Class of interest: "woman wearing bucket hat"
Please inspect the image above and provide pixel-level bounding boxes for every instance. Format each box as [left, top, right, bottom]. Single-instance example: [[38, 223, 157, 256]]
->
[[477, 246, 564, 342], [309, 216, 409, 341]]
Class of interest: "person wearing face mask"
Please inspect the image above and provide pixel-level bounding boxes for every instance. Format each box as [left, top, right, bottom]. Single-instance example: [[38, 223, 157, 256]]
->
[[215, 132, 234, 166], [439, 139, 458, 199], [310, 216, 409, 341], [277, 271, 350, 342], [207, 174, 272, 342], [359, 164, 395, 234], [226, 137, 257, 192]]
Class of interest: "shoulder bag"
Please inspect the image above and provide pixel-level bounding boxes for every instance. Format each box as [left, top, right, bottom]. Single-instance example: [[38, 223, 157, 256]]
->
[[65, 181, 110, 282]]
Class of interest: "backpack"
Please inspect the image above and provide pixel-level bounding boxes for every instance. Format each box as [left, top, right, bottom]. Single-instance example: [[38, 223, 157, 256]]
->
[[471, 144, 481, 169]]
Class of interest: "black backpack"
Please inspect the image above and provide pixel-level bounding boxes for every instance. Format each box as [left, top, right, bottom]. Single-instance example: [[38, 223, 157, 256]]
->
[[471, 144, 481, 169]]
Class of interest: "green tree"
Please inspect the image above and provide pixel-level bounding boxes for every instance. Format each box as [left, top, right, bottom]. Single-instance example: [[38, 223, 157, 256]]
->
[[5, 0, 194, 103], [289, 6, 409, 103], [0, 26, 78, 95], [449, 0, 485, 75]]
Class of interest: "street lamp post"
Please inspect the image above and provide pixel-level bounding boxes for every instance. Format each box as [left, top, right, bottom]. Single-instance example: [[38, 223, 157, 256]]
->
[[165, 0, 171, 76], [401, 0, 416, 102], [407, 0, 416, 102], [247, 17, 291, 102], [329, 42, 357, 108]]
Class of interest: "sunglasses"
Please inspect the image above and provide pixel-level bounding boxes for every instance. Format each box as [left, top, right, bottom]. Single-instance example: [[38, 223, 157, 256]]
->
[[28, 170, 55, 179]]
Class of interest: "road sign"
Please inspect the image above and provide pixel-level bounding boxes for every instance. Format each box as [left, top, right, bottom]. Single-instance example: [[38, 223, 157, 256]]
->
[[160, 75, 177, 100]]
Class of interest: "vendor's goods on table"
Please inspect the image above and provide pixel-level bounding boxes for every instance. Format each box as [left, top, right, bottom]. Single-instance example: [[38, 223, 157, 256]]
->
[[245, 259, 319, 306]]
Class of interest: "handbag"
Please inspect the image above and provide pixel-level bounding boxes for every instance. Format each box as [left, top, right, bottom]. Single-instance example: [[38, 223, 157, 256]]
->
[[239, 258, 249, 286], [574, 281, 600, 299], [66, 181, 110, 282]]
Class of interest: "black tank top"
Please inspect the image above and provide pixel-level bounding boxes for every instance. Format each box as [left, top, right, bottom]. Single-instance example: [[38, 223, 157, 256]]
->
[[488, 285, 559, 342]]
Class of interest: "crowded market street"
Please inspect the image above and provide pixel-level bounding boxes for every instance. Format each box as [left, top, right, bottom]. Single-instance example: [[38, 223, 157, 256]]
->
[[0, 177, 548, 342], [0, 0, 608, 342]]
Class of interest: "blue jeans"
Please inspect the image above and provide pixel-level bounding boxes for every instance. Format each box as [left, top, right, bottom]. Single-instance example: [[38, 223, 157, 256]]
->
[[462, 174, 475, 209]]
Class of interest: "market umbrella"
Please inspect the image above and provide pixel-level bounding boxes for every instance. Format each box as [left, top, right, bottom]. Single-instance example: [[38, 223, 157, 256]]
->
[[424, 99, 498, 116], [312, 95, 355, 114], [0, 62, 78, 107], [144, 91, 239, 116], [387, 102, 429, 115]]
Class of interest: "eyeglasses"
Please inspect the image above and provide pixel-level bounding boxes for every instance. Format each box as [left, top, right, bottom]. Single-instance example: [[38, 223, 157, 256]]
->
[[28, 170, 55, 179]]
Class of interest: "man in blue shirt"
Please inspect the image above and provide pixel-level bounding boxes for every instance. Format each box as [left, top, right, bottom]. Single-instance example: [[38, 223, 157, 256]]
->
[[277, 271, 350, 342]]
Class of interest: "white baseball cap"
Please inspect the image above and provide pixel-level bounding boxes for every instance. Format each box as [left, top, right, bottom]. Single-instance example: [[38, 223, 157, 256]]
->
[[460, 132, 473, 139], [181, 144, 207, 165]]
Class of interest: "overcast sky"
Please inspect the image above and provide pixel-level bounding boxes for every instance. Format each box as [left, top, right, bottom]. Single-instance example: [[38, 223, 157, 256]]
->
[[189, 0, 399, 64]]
----
Render every line of the entries above as a JSON list of strings, one string per line, omitting any blank lines.

[
  "Class of interest: \"woman wearing bucket hat\"",
  "Please inspect the image above and provide pixel-level bounding boxes for every instance. Format each box as [left, top, right, bottom]. Single-instance example: [[38, 223, 157, 256]]",
  "->",
  "[[477, 246, 564, 342], [309, 216, 409, 341]]",
  "Class of interest: \"person wearing face mask\"",
  "Please inspect the image above and provide pixel-level bounding boxes for every instance. Format each box as [left, top, right, bottom]. Single-instance example: [[38, 223, 157, 256]]",
  "->",
  "[[215, 132, 234, 166], [439, 139, 458, 199], [310, 216, 409, 341], [277, 271, 350, 342], [207, 174, 272, 342], [359, 164, 395, 234], [226, 137, 257, 192]]",
  "Class of interest: \"shoulder bag\"",
  "Please inspect the image above and provide pixel-level bounding boxes for every instance. Format each box as [left, top, right, bottom]. Single-instance example: [[38, 223, 157, 256]]",
  "->",
  "[[65, 181, 110, 282]]",
  "Class of interest: \"backpack\"",
  "Please inspect the image above and provide pixel-level bounding boxes for every instance. Format each box as [left, top, right, bottom]. Single-instance example: [[38, 223, 157, 256]]",
  "->",
  "[[471, 144, 481, 169]]",
  "Class of interest: \"black backpack\"",
  "Please inspect the image above and provide pixel-level bounding boxes for every instance. Format each box as [left, top, right, bottom]. Single-instance example: [[38, 223, 157, 256]]",
  "->",
  "[[471, 144, 481, 169]]",
  "Class of interest: \"green tree\"",
  "Please inspect the image above and provide pixel-level bounding boxes for every instance. Format each box as [left, top, right, bottom]. Single-instance example: [[38, 223, 157, 256]]",
  "->",
  "[[5, 0, 194, 103], [289, 6, 409, 103], [0, 26, 78, 95], [449, 0, 485, 75]]",
  "Class of interest: \"street lamp post\"",
  "Please inspect the image above and provide pixel-level bounding boxes for every instance. Format each box as [left, top, right, bottom]. Single-instance example: [[38, 223, 157, 256]]",
  "->",
  "[[165, 0, 171, 76], [401, 0, 416, 102], [407, 0, 416, 102], [247, 17, 291, 102], [329, 42, 357, 108]]",
  "Class of interest: \"sunglasses\"",
  "Please inspect the image above and provide pixel-level bounding boxes for every instance. Format each box as [left, top, right, bottom]. Single-instance example: [[38, 223, 157, 256]]",
  "->",
  "[[28, 170, 55, 179]]",
  "Class of interest: \"road sign\"",
  "Please inspect the image above and provide pixel-level bounding boxes for every instance. Format each box as [left, top, right, bottom]. Single-instance example: [[38, 223, 157, 256]]",
  "->",
  "[[160, 75, 177, 100]]",
  "Class of interest: \"vendor's goods on table\"",
  "Please inspect the image above and provide pixel-level bounding boxes for every instance. Format each box as [left, top, right, bottom]. Single-instance example: [[38, 223, 157, 256]]",
  "->",
  "[[245, 259, 319, 306]]",
  "Class of interest: \"handbag\"",
  "Please inspect the image above and provide pixel-level bounding boxes for every instance. Format each box as [left, top, right, bottom]. Single-instance example: [[38, 223, 157, 256]]",
  "->",
  "[[239, 258, 249, 286], [574, 281, 600, 299], [66, 181, 110, 282]]",
  "Class of interest: \"black tank top\"",
  "Please inspect the image above and provide pixel-level bounding boxes for every instance. Format each box as [left, top, right, bottom]. Single-instance example: [[38, 223, 157, 256]]",
  "->",
  "[[488, 285, 559, 342]]",
  "Class of interest: \"crowded market street\"",
  "Please inspect the image above and provide pixel-level bounding boxes for every instance. Format each box as [left, top, right, bottom]. Single-instance example: [[38, 223, 157, 256]]",
  "->",
  "[[0, 177, 548, 342], [0, 0, 608, 342]]",
  "Class of interest: \"blue jeans\"",
  "Please inspect the image above and provide pixel-level bounding boxes for every instance. Format each box as [left, top, right, bottom]. Single-instance example: [[38, 223, 157, 256]]",
  "->",
  "[[462, 174, 475, 209]]",
  "Class of interest: \"market umbrella\"",
  "Please inspect the image above and provide pixel-level bounding boxes for every instance. Format each box as [left, top, right, bottom]. Single-instance example: [[38, 223, 157, 256]]",
  "->",
  "[[424, 99, 498, 116], [312, 95, 355, 114], [0, 62, 78, 107], [144, 91, 239, 116], [387, 102, 429, 115]]",
  "Class of interest: \"eyeglasses\"",
  "Please inspect the image above and provide pixel-level bounding boxes for every instance. Format each box as [left, top, right, bottom]. Single-instance example: [[38, 223, 157, 256]]",
  "->",
  "[[28, 170, 55, 179]]",
  "Class of interest: \"man in blue shirt\"",
  "Please inspect the image above and provide pixel-level bounding boxes for every instance. Format each box as [left, top, right, bottom]. Single-instance example: [[38, 223, 157, 256]]",
  "->",
  "[[277, 271, 350, 342]]",
  "Class of interest: \"white baseball cap\"",
  "Please inspect the image above and provide pixel-level bounding boxes for every instance. Format each box as [left, top, right, bottom]. Single-instance example: [[38, 223, 157, 256]]",
  "->",
  "[[460, 132, 473, 139], [181, 144, 207, 165]]",
  "Class of interest: \"overcast sky\"",
  "Please inspect the image above and provide pixel-level bounding boxes for every instance. Format each box as [left, top, right, bottom]. Single-instance example: [[38, 223, 157, 256]]",
  "->",
  "[[189, 0, 399, 64]]"
]